**GIVEN PROBLEM:** Reproduce the data below verbatim, leaving out the pictures.

--- DATASET RECORDS ---

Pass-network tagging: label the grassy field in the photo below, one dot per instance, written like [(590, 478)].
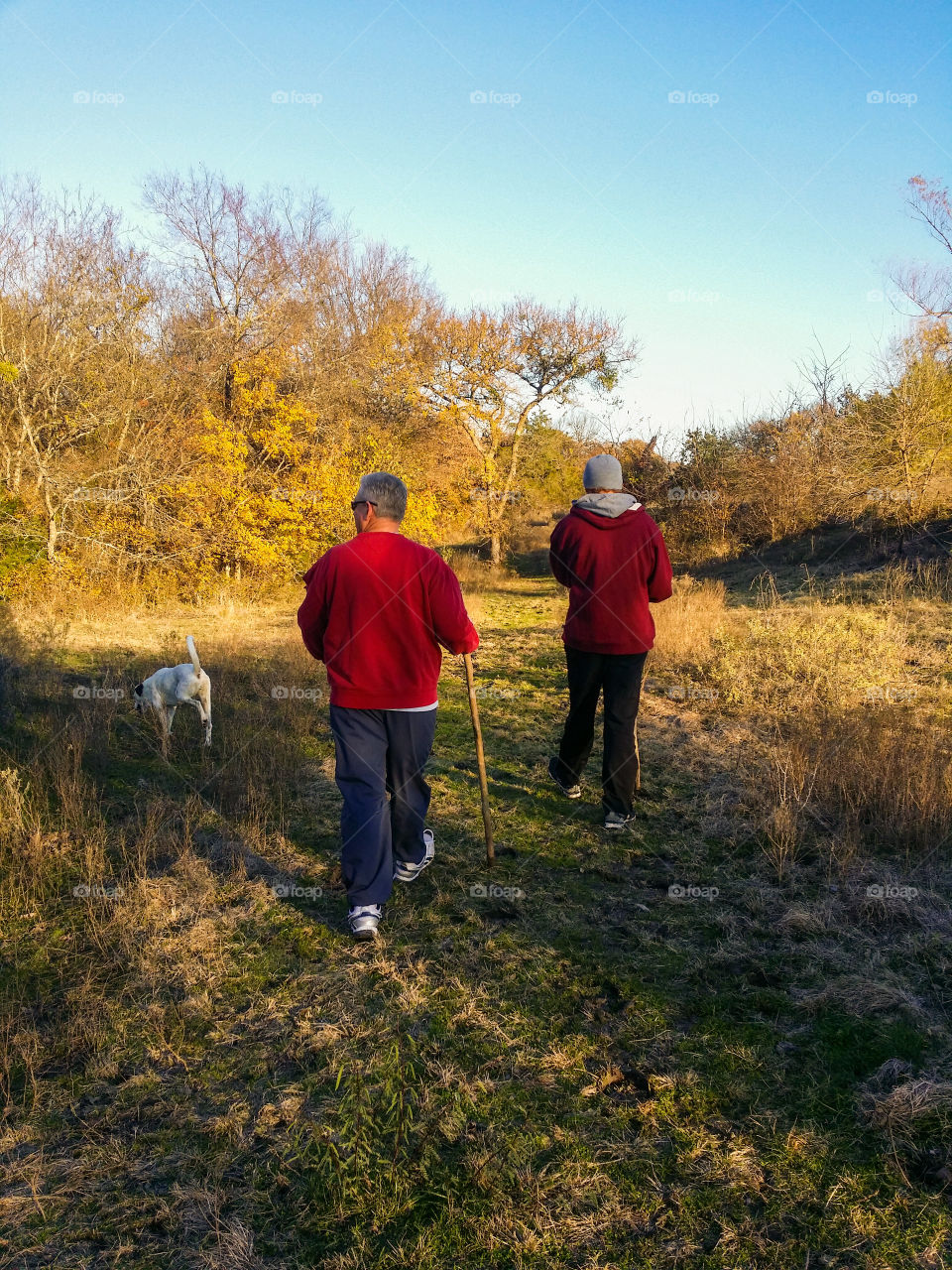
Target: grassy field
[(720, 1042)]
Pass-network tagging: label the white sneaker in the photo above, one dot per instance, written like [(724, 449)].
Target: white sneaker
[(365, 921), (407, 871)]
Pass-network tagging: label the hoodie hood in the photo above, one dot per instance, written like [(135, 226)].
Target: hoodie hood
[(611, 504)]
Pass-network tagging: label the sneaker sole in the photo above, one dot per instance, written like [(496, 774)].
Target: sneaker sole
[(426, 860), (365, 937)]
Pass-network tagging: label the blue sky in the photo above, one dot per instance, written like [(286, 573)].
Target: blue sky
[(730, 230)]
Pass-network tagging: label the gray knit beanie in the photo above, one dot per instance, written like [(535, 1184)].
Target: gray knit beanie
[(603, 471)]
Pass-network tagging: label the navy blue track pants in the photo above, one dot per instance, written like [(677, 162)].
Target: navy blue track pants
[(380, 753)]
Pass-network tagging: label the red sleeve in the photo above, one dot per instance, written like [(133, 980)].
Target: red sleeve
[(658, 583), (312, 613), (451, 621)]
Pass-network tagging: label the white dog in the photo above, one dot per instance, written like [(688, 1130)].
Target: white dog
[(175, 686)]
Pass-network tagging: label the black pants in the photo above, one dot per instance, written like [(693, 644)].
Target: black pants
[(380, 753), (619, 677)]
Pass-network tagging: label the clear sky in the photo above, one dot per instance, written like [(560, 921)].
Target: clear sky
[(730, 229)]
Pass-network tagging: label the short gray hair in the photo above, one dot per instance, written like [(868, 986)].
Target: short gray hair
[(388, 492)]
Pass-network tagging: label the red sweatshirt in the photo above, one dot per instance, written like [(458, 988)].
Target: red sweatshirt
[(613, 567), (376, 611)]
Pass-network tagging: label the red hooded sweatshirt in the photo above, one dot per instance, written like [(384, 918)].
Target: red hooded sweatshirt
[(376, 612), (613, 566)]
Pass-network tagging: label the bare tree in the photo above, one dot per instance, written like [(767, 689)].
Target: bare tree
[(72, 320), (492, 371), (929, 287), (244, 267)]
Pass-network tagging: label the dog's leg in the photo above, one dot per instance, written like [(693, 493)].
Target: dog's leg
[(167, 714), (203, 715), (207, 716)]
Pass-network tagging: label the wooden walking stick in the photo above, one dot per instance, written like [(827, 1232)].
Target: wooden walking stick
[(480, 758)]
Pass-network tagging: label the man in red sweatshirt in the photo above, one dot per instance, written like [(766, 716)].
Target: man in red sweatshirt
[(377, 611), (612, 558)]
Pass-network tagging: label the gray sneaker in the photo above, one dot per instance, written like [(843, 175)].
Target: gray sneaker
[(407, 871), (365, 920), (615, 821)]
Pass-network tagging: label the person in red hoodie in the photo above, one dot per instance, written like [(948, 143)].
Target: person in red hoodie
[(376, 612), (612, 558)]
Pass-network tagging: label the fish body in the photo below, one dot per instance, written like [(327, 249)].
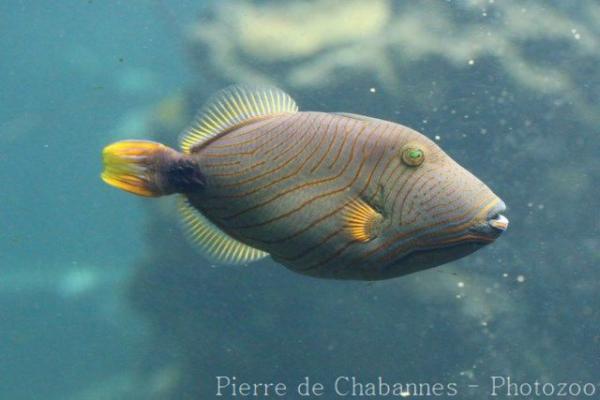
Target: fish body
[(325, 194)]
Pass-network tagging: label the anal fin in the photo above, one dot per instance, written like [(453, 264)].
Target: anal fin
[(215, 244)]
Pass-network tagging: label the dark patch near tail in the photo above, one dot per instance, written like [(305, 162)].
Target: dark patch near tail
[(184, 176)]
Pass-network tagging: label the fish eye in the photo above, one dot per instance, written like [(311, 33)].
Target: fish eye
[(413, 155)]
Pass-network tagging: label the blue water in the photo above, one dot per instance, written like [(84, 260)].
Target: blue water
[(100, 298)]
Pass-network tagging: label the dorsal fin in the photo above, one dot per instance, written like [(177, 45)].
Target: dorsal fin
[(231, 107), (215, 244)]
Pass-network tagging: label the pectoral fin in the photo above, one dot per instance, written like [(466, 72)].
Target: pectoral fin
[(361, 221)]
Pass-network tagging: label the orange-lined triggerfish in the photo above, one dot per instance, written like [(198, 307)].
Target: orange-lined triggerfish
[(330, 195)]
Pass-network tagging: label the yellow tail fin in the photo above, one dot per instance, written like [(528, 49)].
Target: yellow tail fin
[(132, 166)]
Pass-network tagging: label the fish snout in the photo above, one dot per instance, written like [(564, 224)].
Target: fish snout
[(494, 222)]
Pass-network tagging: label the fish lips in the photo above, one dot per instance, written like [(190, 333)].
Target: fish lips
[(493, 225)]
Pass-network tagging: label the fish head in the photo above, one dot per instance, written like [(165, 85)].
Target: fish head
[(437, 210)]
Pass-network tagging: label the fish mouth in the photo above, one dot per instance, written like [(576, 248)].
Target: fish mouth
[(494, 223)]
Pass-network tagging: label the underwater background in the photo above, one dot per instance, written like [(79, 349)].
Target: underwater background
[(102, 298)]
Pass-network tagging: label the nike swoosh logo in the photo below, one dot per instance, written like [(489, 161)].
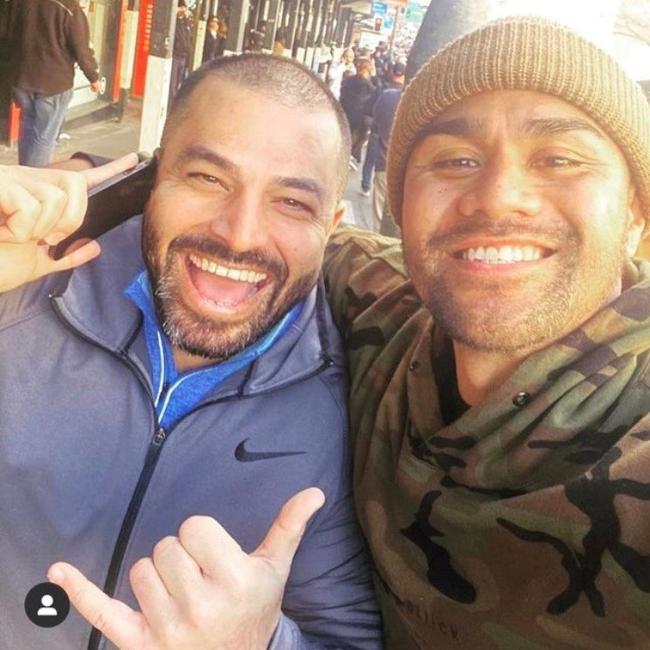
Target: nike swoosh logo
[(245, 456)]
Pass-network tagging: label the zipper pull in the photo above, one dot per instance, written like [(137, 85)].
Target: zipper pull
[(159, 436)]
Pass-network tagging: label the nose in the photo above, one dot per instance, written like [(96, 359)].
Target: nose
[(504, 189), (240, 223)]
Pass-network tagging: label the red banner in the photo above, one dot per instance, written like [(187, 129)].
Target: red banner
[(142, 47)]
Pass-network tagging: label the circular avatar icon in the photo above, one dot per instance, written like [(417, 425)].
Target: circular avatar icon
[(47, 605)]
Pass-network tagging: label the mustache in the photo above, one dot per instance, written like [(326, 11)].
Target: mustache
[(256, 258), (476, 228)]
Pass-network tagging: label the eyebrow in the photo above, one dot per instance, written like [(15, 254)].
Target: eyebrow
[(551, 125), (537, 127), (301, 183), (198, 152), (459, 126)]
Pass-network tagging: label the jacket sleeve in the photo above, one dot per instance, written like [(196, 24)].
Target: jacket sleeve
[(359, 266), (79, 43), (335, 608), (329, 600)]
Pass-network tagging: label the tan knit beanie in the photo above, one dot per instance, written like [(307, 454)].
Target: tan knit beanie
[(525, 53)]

---

**ANSWER TO THE EXERCISE:**
Pass-network tagging: label the grassy field in the photo below, one dot per instance, written like [(590, 478)].
Target: grassy field
[(720, 1042)]
Pass-network tagging: label the white sneaker in the photo above, one dot per instance, written like [(724, 449)].
Target: white sneaker
[(365, 921), (407, 871)]
Pass-network tagging: label the hoodie hood in the photo above, one dot per instance, written like [(135, 226)].
Target: hoodie hood
[(611, 504)]
Pass-network tagging: label the sneaker sole in the photo above, one dot per instance, written like [(496, 774)].
Target: sneaker sole
[(426, 860), (365, 937)]
Pass-network tagging: label the blue sky in the photo above, one dot per instance, written like [(286, 573)].
Target: blue sky
[(730, 230)]
Pass-network tagging: label the gray knit beanie in the photo above, one dot per instance, written like [(535, 1184)].
Target: gray knit beanie
[(603, 471)]
Pass-network tagging: label the navy blue track pants in the photo above, one dot per instance, written like [(677, 162)].
Target: navy blue track pants
[(380, 753)]
Pass-network tagging: label the red sleeve in the photo above, one dot per instance, written like [(133, 980)].
Target: red sleeve
[(658, 583), (312, 613), (451, 621)]
Pass-network tagging: label the white dog in the photo above, one dot per instance, written like [(688, 1130)].
Target: white dog
[(175, 686)]
Pass-network tagging: label the black pants in the photo above, one dot per instance, written like [(693, 644)].
Target: black pants
[(380, 753), (619, 677)]
Pass-network tagging: label the clear sky in the photo above, one dot per instance, written like [(560, 921)].
Target: clear sky
[(730, 229)]
Pass-network tagging: label the short gray hair in the photo above, one dot per instance, written like [(868, 986)].
Target: short gray hair
[(388, 492)]
Pass-network tagging: label the red sweatshirt in the photo above, one dot per instance, written like [(458, 988)].
Target: red sweatshirt
[(613, 567), (376, 611)]
Pass-network tagging: label the red hooded sweatshirt in the photo above, one dot per instance, written like [(384, 918)].
Target: red hooded sweatshirt
[(376, 612), (613, 566)]
Pass-network tagging: label the bare tree in the photo above, one dot per instance, written like [(767, 689)].
Target: bare tree
[(72, 320), (492, 371), (929, 287), (244, 267)]
Pass-network tagging: label the dog's leg in the photo above, one dot per instance, written like [(693, 493)].
Target: dog's leg
[(167, 714), (203, 715), (207, 716)]
Pass-network tagging: label the wooden walking stick in the photo above, one dot per instance, written like [(827, 1232)].
Target: wooden walking stick
[(480, 758)]
Pass-network tagging: label the man in red sweatshirt in the photo above, one dot per instance, written like [(766, 716)].
Target: man in red sweatshirt
[(377, 611), (612, 558)]
Pass-network tagging: label the gray sneaker in the photo above, one dot per instance, written like [(843, 175)].
Target: gray sneaker
[(407, 871), (365, 920), (615, 821)]
Pass-network tagging: label the person in red hoodie in the photo above, one dot per instance, written like [(948, 143)].
Target: person in red hoodie
[(376, 612), (612, 558)]
Pass-network tagging: label the fish body in the photo below, one dot per instance, written like [(327, 249)].
Target: fish body
[(325, 194)]
Pass-network tagging: label the anal fin in the photo above, one dot per instance, written like [(453, 264)].
Target: anal fin
[(215, 244)]
Pass-network tagging: label the dark patch near tail in the photo above, one dot per instance, written like [(305, 162)].
Target: dark patch near tail
[(184, 176)]
Pass-network tagging: label the fish eye in the photo above, one dot per instance, written like [(311, 33)].
Target: fish eye
[(413, 155)]
Pass-network tagging: label the blue water in the photo above, one dot per instance, written like [(84, 260)].
Target: blue water
[(100, 298)]
Pass-network tagging: label the dorsal fin in the photo above, one dot per instance, written like [(177, 45)].
Target: dorsal fin
[(231, 107), (215, 244)]
Pass-network tagging: label the pectoral fin in the photo above, one dot per instance, written like [(466, 72)].
Target: pectoral fin
[(361, 221)]
Pass-network tagging: label the orange-lined triggerfish in the photo above, one dot per instance, written like [(198, 307)].
Target: orange-lined triggerfish
[(330, 195)]
Pass-network tagging: label the yellow tail fin in the photo above, one dot per instance, written like [(528, 49)].
Target: yellow tail fin
[(132, 166)]
Pass-network tagging: label the fish snout in the photo above, one dot per instance, written like [(564, 224)].
Target: fish snout
[(494, 222)]
Pass-network tagging: label the fish lips in the photo above, one dot per instance, written like [(190, 333)].
Target: fish lips
[(493, 225)]
Pass-network tagging: label the fish head in the photo above, one dot per instance, written like [(165, 85)].
Target: fish head
[(437, 210)]
Pass-network tagging: label the fish mouth in the photo above, one dot per instance, written like [(576, 248)].
Target: fish mouth
[(494, 223)]
Pass-network tagging: label the underwater background in the photo above, one dot per instance, written like [(79, 349)].
Target: underwater background
[(102, 298)]
Pass-network tagging: label the nike swoosh logo in the photo below, one dot per instance, written like [(489, 161)].
Target: nike swoosh logo
[(245, 456)]
Pass-network tagging: label the zipper pull in the photo above, one dot per instance, written like [(137, 85)].
Target: zipper pull
[(159, 436)]
Pass-network tagging: label the nose in the photo above, one dot per instance, written like [(96, 359)].
Target: nose
[(504, 189), (240, 223)]
Pass-network tagging: label the red banner in the photo above, one dot per instance, written like [(187, 129)].
Target: red banner
[(142, 47)]
Pass-network tagging: label the circular avatar icon in the photo above, one dot per instance, written like [(417, 425)].
Target: circular avatar icon
[(47, 605)]
Pass-network tagging: label the mustache in the photo above, one dot per instance, written like [(326, 11)].
Target: mustache
[(256, 258), (476, 228)]
Pass-network tagging: label the eyebrow in the photo above, one dot per instance, written like [(15, 254)].
Target: eyebrow
[(551, 125), (537, 127), (301, 183), (198, 152), (459, 126)]
Pass-network tagging: label the jacket sleeve in the photo above, one dot per instance, written like [(196, 24)].
Target: jacket sleeve
[(359, 266), (79, 43), (335, 608), (329, 600)]
Pass-network tagging: label the tan knit beanie in the photo above, one dot per instance, written like [(307, 454)].
Target: tan knit beanie
[(525, 53)]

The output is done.